Task details
Please write out the rows below, starting with the line that contains "Q: Where is a point on each instance of the open" and continuing up to and including the line that contains "x=113, y=90".

Input material
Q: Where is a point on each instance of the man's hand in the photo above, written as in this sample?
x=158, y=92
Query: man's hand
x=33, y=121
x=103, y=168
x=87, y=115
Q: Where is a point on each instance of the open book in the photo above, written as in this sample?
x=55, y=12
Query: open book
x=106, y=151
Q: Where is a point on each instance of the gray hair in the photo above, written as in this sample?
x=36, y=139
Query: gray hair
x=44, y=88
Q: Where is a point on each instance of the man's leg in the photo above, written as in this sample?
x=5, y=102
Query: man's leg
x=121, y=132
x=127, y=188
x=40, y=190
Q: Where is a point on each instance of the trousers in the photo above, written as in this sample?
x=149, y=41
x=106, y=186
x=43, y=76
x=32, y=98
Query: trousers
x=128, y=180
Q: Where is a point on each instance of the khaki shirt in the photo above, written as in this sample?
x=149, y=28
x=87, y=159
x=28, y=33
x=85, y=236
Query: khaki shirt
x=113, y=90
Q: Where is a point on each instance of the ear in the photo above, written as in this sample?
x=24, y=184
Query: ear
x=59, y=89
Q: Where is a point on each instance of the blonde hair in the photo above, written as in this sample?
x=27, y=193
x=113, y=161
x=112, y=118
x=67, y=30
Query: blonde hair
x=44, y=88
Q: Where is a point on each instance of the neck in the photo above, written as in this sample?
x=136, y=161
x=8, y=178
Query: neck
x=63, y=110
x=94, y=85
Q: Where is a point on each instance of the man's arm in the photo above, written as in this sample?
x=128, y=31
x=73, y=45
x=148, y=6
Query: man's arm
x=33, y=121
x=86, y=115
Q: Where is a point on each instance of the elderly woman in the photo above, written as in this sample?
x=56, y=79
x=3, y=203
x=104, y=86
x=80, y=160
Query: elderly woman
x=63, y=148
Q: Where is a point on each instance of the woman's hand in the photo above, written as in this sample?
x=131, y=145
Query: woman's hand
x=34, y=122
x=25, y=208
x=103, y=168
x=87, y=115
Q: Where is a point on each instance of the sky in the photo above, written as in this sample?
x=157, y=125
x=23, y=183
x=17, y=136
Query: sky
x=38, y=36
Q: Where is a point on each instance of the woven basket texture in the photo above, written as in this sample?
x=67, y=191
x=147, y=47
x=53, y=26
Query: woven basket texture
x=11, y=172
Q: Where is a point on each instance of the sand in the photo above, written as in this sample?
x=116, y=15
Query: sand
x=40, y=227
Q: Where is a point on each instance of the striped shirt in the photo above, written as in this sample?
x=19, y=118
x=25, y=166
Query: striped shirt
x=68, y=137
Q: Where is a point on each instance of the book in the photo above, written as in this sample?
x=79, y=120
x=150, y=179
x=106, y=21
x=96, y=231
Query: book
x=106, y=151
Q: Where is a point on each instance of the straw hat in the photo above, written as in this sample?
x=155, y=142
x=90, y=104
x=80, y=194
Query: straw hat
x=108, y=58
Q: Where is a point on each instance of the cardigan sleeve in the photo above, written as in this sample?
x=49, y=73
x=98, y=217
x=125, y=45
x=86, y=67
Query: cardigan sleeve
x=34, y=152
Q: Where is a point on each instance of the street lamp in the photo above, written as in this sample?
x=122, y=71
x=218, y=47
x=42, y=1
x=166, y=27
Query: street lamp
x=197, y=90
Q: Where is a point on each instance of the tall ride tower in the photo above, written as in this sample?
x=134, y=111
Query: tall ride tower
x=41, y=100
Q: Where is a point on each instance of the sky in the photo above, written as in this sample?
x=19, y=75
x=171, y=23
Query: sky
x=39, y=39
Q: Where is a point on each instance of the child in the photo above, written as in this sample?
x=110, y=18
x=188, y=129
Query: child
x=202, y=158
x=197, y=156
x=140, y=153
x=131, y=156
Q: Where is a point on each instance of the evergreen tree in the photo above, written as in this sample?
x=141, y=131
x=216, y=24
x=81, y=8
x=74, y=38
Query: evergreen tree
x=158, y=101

Task solution
Q: Where is a point on each instance of the open book in the photo above, written as in this sample?
x=55, y=12
Query: open book
x=106, y=151
Q: Where is a point on each instance of the gray hair in the photo above, written as in this sample?
x=36, y=139
Query: gray hair
x=44, y=88
Q: Where is a point on each instance of the man's leg in the photo above, written as in this sample?
x=5, y=102
Query: man's leg
x=121, y=132
x=127, y=188
x=40, y=190
Q: Where is a point on each instance of the trousers in the photo above, written as in this sample?
x=149, y=41
x=106, y=186
x=43, y=76
x=32, y=98
Query: trousers
x=128, y=180
Q: Where is a point on each instance of the khaki shirt in the photo above, written as in this sample?
x=149, y=28
x=87, y=159
x=28, y=33
x=85, y=236
Query: khaki shirt
x=113, y=90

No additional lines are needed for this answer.